DIRECTION:
Write out all entries word for word.

────────

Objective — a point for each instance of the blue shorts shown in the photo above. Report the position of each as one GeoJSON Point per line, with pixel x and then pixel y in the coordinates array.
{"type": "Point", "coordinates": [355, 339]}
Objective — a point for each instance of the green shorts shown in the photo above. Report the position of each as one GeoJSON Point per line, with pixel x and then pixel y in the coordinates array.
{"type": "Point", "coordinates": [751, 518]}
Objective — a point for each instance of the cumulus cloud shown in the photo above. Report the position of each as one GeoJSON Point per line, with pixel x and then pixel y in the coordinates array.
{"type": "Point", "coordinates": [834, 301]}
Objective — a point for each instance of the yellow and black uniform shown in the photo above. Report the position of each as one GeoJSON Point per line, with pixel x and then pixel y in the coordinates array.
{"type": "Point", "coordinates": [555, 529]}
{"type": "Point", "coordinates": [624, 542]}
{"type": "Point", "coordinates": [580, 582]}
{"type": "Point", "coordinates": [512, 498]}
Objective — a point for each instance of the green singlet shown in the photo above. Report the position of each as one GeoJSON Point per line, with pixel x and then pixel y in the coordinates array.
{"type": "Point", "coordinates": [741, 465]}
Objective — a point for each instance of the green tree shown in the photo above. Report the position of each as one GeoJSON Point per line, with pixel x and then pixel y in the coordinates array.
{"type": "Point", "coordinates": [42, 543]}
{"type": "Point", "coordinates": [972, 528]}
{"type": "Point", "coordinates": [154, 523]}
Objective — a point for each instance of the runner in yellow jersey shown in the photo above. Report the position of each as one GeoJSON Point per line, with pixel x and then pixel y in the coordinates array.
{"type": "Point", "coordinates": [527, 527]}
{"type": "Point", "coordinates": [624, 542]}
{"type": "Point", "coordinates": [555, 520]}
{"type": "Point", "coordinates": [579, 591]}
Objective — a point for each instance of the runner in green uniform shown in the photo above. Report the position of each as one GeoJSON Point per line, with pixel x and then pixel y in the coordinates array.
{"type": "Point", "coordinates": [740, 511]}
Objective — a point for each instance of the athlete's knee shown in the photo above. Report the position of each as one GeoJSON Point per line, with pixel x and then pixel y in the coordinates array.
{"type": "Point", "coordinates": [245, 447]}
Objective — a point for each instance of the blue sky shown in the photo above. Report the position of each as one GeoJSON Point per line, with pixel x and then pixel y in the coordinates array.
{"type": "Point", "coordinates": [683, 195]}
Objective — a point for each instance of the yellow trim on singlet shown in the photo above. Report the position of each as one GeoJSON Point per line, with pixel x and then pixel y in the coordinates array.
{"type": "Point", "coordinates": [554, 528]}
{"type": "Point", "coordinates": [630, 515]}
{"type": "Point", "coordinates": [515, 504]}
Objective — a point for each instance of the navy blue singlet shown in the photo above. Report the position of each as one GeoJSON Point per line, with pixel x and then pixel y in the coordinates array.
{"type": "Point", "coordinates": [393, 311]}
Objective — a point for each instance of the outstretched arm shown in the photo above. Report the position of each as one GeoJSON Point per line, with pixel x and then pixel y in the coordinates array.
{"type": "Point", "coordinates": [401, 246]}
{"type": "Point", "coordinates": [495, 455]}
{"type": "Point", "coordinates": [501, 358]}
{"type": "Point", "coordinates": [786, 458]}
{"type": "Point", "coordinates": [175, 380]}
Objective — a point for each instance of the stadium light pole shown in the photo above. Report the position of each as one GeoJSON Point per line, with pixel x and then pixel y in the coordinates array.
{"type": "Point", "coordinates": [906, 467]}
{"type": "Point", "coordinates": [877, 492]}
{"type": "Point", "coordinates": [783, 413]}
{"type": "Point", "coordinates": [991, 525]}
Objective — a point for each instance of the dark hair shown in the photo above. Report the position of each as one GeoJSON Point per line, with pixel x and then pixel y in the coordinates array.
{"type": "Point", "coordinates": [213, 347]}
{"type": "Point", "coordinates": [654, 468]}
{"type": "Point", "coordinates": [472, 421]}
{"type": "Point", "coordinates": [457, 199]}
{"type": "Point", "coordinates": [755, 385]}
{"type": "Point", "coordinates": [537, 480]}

────────

EXERCISE RESPONSE:
Objective — a point for each instance of the blue shorts shown in the photo above. Report the position of each as one GeoJSON Point per line, with pixel x and then pixel y in the coordinates array.
{"type": "Point", "coordinates": [355, 339]}
Objective — a point for each instance of the green shorts shown in the photo above. Report the position of each as one GeoJSON Point per line, with pixel x and then pixel y in the coordinates array.
{"type": "Point", "coordinates": [751, 518]}
Objective — a point for each instance of the cumulus cloud shown in the photo above. Report the position of each as one GeoJSON Point per line, with pixel x and then pixel y in the coordinates array.
{"type": "Point", "coordinates": [834, 301]}
Objective — a point for each instance of the yellow and black uniform shown in the photo above. Report the position of each as one GeoJSON Point per line, with pixel x and then pixel y in the coordinates array.
{"type": "Point", "coordinates": [555, 529]}
{"type": "Point", "coordinates": [624, 542]}
{"type": "Point", "coordinates": [580, 582]}
{"type": "Point", "coordinates": [512, 498]}
Objective — a point for each instance of the green singlet shown in the photo above. Report the position of each as one GeoJSON Point per line, with pixel x and then pixel y in the coordinates array.
{"type": "Point", "coordinates": [741, 465]}
Objective — a point for each instance of the green tree shown in the photo above. Report the position of each as one GeoJSON Point per line, with pixel x and then pixel y in the coordinates array.
{"type": "Point", "coordinates": [42, 543]}
{"type": "Point", "coordinates": [972, 528]}
{"type": "Point", "coordinates": [154, 523]}
Objective — a point for each instance of the runner in yellow jersey shown in the photo above. Report the position of each as one GeoJSON Point per line, with pixel x and then pixel y in the coordinates array.
{"type": "Point", "coordinates": [527, 527]}
{"type": "Point", "coordinates": [624, 542]}
{"type": "Point", "coordinates": [555, 520]}
{"type": "Point", "coordinates": [579, 591]}
Objective — a point for each instance of the runner in green uniform shown in the photo above. Report the position of each as one GeoJSON Point per line, with pixel x and then pixel y in the coordinates array.
{"type": "Point", "coordinates": [740, 511]}
Objective — a point for each instance of the athlete's knee shown in the photo above. Report the position of each as one GeoJSON Point per line, with pixel x and then pixel y in the coordinates array.
{"type": "Point", "coordinates": [245, 447]}
Objective — a point for each instance of the blue sky shown in the photo above. Report the position of each as one GeoJSON Point per line, with pixel x and then pixel y in the coordinates array.
{"type": "Point", "coordinates": [683, 195]}
Objective — a point for each instance of the yellow trim on singlet shown in the photo above. Report the position of each as one GeoJSON Point per line, with pixel x and then pixel y in the coordinates array.
{"type": "Point", "coordinates": [554, 528]}
{"type": "Point", "coordinates": [630, 515]}
{"type": "Point", "coordinates": [515, 504]}
Objective — a point for each instance of the navy blue singlet shown in the photo above. Report the position of each as one GeoJSON Point per line, with pixel x and then pixel y in the coordinates array.
{"type": "Point", "coordinates": [393, 311]}
Objective — a point for each instance of the outstretched arm shown in the photo above. Report the position of each as one GeoJSON Point per line, with pixel x and then pixel y in the coordinates array.
{"type": "Point", "coordinates": [401, 246]}
{"type": "Point", "coordinates": [495, 455]}
{"type": "Point", "coordinates": [501, 358]}
{"type": "Point", "coordinates": [786, 458]}
{"type": "Point", "coordinates": [175, 380]}
Objective — a point for each instance of the stadium light pole shown in the photo above. Report the position of each as one GeoJSON Point per line, with pixel x and then pixel y in the coordinates array.
{"type": "Point", "coordinates": [906, 467]}
{"type": "Point", "coordinates": [877, 492]}
{"type": "Point", "coordinates": [783, 413]}
{"type": "Point", "coordinates": [991, 525]}
Objective — a point for each instance of the dark hair shown in the photo above. Report the position of each as one GeoJSON Point per line, with pixel x and then pixel y in the coordinates array.
{"type": "Point", "coordinates": [213, 347]}
{"type": "Point", "coordinates": [654, 468]}
{"type": "Point", "coordinates": [472, 421]}
{"type": "Point", "coordinates": [457, 199]}
{"type": "Point", "coordinates": [755, 385]}
{"type": "Point", "coordinates": [537, 480]}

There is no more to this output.